— START Working data —

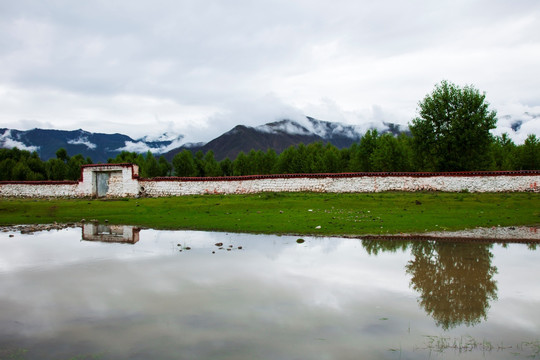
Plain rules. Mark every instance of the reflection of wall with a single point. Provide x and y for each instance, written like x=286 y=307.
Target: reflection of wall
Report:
x=123 y=181
x=110 y=233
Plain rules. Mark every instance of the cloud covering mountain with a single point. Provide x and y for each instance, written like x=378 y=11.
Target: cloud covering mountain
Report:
x=199 y=68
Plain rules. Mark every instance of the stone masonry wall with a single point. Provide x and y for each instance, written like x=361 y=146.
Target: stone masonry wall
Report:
x=124 y=182
x=342 y=184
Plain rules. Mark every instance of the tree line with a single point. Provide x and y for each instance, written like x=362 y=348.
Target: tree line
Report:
x=451 y=133
x=373 y=153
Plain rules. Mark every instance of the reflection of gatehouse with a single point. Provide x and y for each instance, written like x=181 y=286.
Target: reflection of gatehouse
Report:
x=110 y=233
x=122 y=180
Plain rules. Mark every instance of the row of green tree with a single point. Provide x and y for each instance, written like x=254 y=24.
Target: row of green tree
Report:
x=374 y=152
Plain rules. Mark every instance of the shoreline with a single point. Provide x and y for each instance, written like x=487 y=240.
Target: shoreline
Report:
x=517 y=234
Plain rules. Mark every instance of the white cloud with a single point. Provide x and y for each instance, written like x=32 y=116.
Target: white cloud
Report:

— END Working data —

▶ [Objective]: Rewrite all of the data above, changing every "Report" to "Result" and leaving everything else as it is. Omit the pictures from your version.

▶ [Reply to the exercise]:
Plain rules. Mark every instance of the reflection of wall with a single point. Provide x and y for each instance, written like x=286 y=307.
Target: reflection of wall
Result:
x=123 y=181
x=110 y=233
Plain rules. Mark every instance of the cloud covering mountain with a single point. Provide x and y for each instance, written like x=378 y=11.
Target: cloud covering mountain
Result:
x=199 y=68
Plain rules. Mark every instance of the stone masonry wall with a single point. Provide x and y for each instance, written like x=361 y=146.
Target: stone masonry wall
Result:
x=124 y=182
x=342 y=184
Plain rules. Mark every instance of the tree line with a single point. Provide x and y for each instance, written like x=362 y=348.
Target: tree line
Result:
x=451 y=133
x=373 y=153
Plain rules. Mark every instance of the reflection of gatehouse with a single point. Provide x and y for each instance, written like x=181 y=286.
Target: reflection of gatehouse
Result:
x=110 y=233
x=122 y=180
Plain rules. Mark every instance of the row of green tree with a single point. Provide x and y for each instance, written like x=254 y=24.
Target: row of green tree
Result:
x=374 y=152
Plain rules. Mark every instance of the shoreline with a single point. Provide x and y for each instance, written like x=487 y=240.
Target: shoreline
Result:
x=517 y=234
Plain rules. Mark every instance of the white cloud with a single point. Provide x and y for each instance, written like x=32 y=116.
Target: white cloud
Result:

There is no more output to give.